**Work to complete:**
1. According to the BelAZ text, in what year was the first 27-tonne BelAZ pit and quarry dump truck manufactured?
2. Name every discontinued mining dump truck model listed in the BelAZ text.
3. Repeat, without any change, the passage of the BelAZ text that starts with the words containing "In 2006 the" and ends with "first in Belarus.".

**Text segment:**
···

BelAZ (, ) is a Belarusian automobile plant and one of the world's largest manufacturers of large and especially large dump trucks, as well as other heavy transport equipment for the mining and construction industries.

BelAZ is a site for one of the largest Commonwealth of Independent States investment projects. The factory finalized two of the three scheduled phases of the technical re-equipment and upgrades. The Quality Management System applied in research and development, fabrication, erection and after-sale service of the equipment complies with international ISO 9000 standards.

History 
In 1948, a peat extraction machinery plant was constructed by the railroad station Žodzina.
In 1958 it was renamed into BelAZ. Initially it produced MAZ trucks.
In 1961 the first 27-tonne BelAZ pit and quarry dump truck was manufactured.
In 2006 the independent Mogilev Automobile Plant (MoAZ) was merged into BelAZ.
In fall of 2006 the first delivery of BelAZ-75600.
In April 2012, BelAZ announced it would hold an IPO – the first in Belarus.
In September 2013, BelAZ presented the first sample of mining dump truck BelAZ-75710, the world largest dump truck with 450 tons load capacity.

Political repressions, international sanctions
On 21 June 2021, BelAZ was added to the sanctions list of the European Union for repressions against workers who participated in mass protests against the authoritarian regime of Alexander Lukashenka following the controversial presidential election of 2020. According to the official decision of the EU,
"[BelAZ] is a source of significant revenue for the Lukashenka regime. Lukashenka stated that the government will always support the company, and described it as “Belarusian brand” and “part of the national legacy”. OJSC BelAZ has offered its premises and equipment to stage a political rally in support of the regime. Therefore OJSC “Belaz” benefits from and supports the Lukashenka regime."

Moreover,
"the employees of OJSC “Belaz” who took part in strikes and peaceful protests in the aftermath of the fraudulent August 2020 elections in Belarus were threatened with layoffs and intimidated by the company management. A group of employees was locked indoors by OJSC Belaz to prevent them from joining the other protesters. The company management presented a strike to the media as a staff meeting. Therefore OJSC “Belaz” is responsible for the repression of civil society and supports the Lukashenka regime."

On the same day, BelAZ was also sanctioned by Canada. Later, Switzerland also sanctioned the company.

On 30 June 2021, Rolls-Royce Holdings ended its cooperation with BelAZ as a result of EU sanctions, in September 2021 Cummins joined the ban.

Models

Discontinued models

Mining dump trucks 
 MAZ-525, 25 t (1958–1965)
 BelAZ-540, 27 t (1965)
 BelAZ-540A
 BelAZ-540B, 45 t
 BelAZ-548A, 40 t (1967)
 BelAZ-548B, 65 t
 BelAZ-549, 75–80 t (1969)

···

Object position labeling records:
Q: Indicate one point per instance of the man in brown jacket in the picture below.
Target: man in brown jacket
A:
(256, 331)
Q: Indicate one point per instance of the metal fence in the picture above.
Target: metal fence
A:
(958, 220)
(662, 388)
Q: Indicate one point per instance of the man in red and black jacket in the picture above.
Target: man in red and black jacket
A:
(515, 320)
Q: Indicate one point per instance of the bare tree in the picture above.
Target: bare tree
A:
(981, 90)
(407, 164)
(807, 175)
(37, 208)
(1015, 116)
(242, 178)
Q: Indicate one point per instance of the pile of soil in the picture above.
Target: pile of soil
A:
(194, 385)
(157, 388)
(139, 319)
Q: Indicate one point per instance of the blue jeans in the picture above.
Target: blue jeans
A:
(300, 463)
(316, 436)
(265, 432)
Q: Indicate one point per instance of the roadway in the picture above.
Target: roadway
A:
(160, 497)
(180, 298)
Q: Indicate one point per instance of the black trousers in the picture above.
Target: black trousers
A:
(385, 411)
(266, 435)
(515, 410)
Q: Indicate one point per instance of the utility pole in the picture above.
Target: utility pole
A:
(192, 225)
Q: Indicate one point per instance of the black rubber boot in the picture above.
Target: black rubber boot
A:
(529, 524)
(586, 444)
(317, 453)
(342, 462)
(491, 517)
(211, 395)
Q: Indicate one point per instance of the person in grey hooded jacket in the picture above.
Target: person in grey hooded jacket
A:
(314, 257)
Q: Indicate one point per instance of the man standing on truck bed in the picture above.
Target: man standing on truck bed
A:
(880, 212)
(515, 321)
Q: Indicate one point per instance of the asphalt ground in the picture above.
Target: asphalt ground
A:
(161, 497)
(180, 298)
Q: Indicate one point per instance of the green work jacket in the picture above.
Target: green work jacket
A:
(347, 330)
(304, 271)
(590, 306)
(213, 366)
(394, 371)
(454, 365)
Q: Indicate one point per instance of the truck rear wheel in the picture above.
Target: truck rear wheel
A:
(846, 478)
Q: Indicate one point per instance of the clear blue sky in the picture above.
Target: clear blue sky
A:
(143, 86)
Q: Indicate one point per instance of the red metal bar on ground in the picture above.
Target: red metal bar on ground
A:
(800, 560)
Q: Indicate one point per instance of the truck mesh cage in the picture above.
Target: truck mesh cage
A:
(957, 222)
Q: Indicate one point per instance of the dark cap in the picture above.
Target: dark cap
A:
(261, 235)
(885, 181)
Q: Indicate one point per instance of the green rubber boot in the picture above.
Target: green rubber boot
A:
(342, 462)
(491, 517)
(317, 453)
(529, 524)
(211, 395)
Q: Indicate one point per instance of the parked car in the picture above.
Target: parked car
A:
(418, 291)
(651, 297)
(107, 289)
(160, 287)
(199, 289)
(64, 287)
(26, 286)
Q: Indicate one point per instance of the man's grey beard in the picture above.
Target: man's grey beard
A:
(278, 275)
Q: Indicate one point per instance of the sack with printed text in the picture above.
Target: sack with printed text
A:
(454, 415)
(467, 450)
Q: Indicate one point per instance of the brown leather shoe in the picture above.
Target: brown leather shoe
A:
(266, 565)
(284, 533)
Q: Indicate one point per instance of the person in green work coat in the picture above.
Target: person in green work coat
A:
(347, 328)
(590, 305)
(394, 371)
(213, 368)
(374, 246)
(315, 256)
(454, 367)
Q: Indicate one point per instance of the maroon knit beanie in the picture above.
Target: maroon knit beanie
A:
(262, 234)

···

**Exercise responses:**
1. 1961

2. MAZ-525, BelAZ-540, BelAZ-540A, BelAZ-540B, BelAZ-548A, BelAZ-548B, BelAZ-549

3.
In 2006 the independent Mogilev Automobile Plant (MoAZ) was merged into BelAZ.
In fall of 2006 the first delivery of BelAZ-75600.
In April 2012, BelAZ announced it would hold an IPO – the first in Belarus.